#### Data
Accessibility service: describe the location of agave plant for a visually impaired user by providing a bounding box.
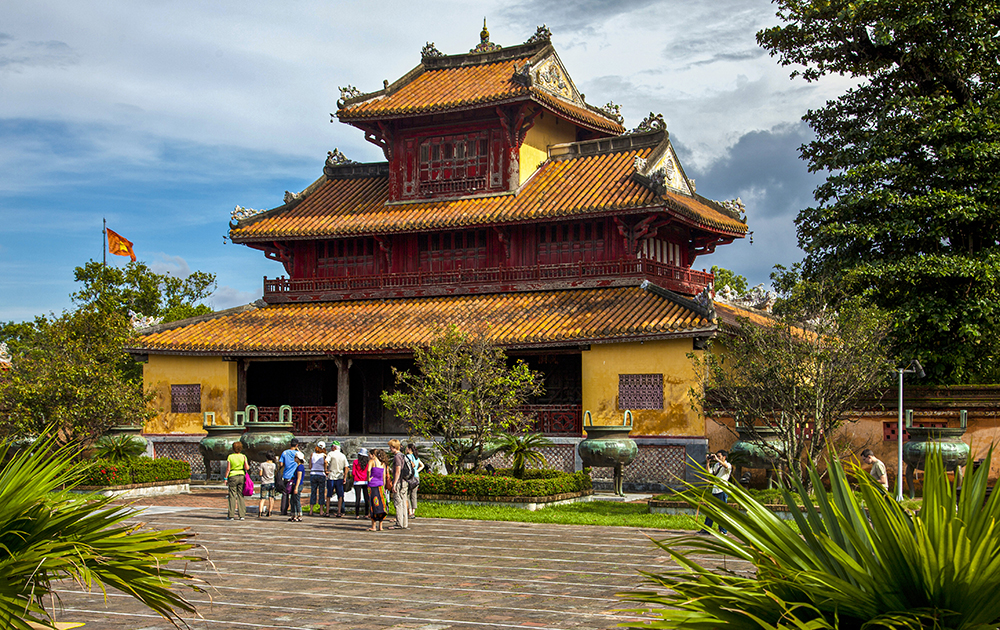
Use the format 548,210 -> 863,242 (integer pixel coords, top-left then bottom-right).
94,433 -> 147,461
0,432 -> 205,629
619,448 -> 1000,629
496,432 -> 553,478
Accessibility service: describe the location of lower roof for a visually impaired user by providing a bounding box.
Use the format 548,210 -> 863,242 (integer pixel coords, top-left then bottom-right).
132,284 -> 719,357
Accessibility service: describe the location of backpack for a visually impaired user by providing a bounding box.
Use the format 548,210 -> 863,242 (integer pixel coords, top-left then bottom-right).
400,455 -> 414,481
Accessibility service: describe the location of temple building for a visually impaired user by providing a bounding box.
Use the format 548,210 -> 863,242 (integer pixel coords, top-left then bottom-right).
132,24 -> 750,486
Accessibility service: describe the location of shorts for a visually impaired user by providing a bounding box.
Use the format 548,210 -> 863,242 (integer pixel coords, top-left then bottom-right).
328,478 -> 345,499
260,483 -> 275,499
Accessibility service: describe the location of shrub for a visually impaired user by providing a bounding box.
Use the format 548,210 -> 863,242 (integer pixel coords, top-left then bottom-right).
420,469 -> 591,497
81,458 -> 190,487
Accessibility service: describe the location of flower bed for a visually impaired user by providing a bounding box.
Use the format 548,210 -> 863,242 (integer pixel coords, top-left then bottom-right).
80,458 -> 191,487
419,469 -> 592,500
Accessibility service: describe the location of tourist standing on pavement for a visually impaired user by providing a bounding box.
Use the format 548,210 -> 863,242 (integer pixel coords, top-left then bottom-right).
699,449 -> 732,535
405,443 -> 424,519
352,448 -> 370,519
224,441 -> 250,521
367,449 -> 388,531
388,439 -> 410,529
309,441 -> 328,516
278,439 -> 300,516
325,441 -> 349,517
258,451 -> 276,518
288,451 -> 306,522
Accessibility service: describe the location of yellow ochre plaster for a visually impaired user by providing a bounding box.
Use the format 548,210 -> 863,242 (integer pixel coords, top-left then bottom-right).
143,355 -> 238,434
519,111 -> 577,185
581,339 -> 705,437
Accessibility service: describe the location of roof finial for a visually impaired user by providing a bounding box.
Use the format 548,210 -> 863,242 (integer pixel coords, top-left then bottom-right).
471,18 -> 501,54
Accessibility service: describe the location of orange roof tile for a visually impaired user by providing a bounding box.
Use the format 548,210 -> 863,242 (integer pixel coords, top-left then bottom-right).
133,286 -> 715,355
231,146 -> 747,241
337,52 -> 625,134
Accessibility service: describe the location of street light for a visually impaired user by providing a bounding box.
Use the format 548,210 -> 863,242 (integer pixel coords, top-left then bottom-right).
896,358 -> 924,501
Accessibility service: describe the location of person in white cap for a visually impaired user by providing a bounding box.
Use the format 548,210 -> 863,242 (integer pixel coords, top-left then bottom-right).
325,441 -> 349,517
309,441 -> 328,516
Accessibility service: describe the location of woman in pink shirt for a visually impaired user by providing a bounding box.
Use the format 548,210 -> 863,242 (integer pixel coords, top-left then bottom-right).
351,448 -> 370,519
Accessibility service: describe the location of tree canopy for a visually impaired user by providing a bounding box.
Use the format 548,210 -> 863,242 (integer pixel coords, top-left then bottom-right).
758,0 -> 1000,383
382,325 -> 543,473
72,260 -> 216,323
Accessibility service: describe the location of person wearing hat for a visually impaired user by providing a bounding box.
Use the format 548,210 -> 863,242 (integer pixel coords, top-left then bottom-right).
309,441 -> 328,516
325,441 -> 349,517
351,447 -> 370,519
277,438 -> 301,516
288,450 -> 306,522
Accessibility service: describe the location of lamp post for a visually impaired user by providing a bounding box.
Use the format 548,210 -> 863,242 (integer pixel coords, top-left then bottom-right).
896,359 -> 924,501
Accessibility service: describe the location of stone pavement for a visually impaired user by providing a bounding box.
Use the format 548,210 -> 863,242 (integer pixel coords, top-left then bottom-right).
48,488 -> 753,629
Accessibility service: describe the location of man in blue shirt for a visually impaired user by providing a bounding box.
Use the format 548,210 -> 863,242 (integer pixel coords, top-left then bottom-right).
277,438 -> 300,515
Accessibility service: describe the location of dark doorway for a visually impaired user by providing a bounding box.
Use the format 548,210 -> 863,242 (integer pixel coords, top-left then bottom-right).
349,358 -> 414,434
246,360 -> 337,406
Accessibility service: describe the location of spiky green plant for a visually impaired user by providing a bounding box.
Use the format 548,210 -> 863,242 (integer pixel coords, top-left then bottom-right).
94,433 -> 147,461
619,448 -> 1000,629
496,432 -> 553,478
0,432 -> 205,629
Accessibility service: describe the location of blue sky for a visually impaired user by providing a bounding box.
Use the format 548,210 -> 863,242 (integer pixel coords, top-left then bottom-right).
0,0 -> 849,322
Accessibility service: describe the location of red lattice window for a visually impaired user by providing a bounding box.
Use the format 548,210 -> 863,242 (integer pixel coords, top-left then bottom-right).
170,384 -> 201,413
399,128 -> 505,200
618,374 -> 663,410
418,230 -> 488,272
537,222 -> 606,264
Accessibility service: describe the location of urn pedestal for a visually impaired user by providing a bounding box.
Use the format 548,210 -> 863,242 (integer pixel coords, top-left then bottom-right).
577,411 -> 638,496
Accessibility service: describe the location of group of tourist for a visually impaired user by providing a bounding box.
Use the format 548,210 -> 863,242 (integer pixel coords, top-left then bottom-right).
225,437 -> 425,530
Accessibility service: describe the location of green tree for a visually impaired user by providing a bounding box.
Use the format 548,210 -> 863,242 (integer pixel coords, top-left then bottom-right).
690,288 -> 894,487
0,306 -> 154,444
0,431 -> 204,629
758,1 -> 1000,383
382,325 -> 544,473
619,449 -> 1000,629
72,260 -> 216,323
710,265 -> 748,296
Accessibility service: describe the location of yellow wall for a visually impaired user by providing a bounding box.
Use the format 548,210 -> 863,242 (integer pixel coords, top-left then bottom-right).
143,355 -> 238,434
519,111 -> 577,185
581,339 -> 705,436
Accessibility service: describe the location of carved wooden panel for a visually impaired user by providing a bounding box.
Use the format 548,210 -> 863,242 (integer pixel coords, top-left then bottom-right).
170,384 -> 201,413
618,374 -> 663,410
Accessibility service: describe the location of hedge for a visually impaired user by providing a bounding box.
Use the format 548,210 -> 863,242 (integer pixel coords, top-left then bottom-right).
80,458 -> 191,487
419,469 -> 592,497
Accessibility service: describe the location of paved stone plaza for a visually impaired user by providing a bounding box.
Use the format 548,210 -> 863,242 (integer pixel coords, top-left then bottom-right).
49,490 -> 753,629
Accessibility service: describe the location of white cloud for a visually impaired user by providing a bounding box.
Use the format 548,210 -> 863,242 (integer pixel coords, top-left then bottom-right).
210,285 -> 260,311
149,253 -> 192,277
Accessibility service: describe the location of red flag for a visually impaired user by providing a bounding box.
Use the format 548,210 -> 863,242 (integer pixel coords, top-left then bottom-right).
106,228 -> 136,262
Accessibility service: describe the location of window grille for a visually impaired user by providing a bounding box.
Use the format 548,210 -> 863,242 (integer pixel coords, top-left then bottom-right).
171,384 -> 201,413
618,374 -> 663,410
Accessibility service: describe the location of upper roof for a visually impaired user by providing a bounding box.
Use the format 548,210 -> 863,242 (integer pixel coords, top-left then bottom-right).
230,131 -> 748,241
132,283 -> 716,356
336,33 -> 625,134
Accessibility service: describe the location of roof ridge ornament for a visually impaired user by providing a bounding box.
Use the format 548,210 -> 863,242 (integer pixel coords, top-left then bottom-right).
232,205 -> 265,224
283,190 -> 301,204
0,342 -> 11,368
525,25 -> 552,44
720,197 -> 747,221
471,18 -> 501,54
421,41 -> 444,59
511,60 -> 532,87
326,148 -> 357,167
600,101 -> 623,124
632,112 -> 666,134
337,85 -> 363,108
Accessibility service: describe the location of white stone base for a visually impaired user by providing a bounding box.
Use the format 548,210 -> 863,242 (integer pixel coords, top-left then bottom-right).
423,494 -> 594,511
73,483 -> 190,499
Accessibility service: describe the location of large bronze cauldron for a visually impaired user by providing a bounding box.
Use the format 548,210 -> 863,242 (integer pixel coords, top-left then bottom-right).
198,412 -> 246,480
578,410 -> 638,496
240,405 -> 295,463
728,423 -> 786,488
902,410 -> 970,499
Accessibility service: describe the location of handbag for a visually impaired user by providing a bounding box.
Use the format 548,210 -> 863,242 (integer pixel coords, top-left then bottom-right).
242,456 -> 254,497
344,469 -> 354,492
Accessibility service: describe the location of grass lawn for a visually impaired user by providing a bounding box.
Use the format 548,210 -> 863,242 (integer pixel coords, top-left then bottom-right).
409,500 -> 704,530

#### Exercise
Referring to the material above, set down exactly the lines between the line with "Accessibility service: describe the location of shrub" and the line with "Accessibility service: describe the location of tourist", inclusive, and no other lines.

#### Exercise output
Accessibility service: describe the location of shrub for a visually impaired user by providing a bounding box.
Use the format 548,210 -> 863,242 (integer pixel coords, top-left then bottom-right).
420,469 -> 591,497
81,458 -> 190,487
Accessibility service: describe the location of flower bed for a visually impaired user by providing a bounding box.
Use the format 548,210 -> 863,242 (integer pixel coords, top-left then bottom-right).
80,458 -> 191,487
419,469 -> 592,500
Accessibility service: describe the location of tourist standing on pavement for a visually impaired user by providing a bounding box.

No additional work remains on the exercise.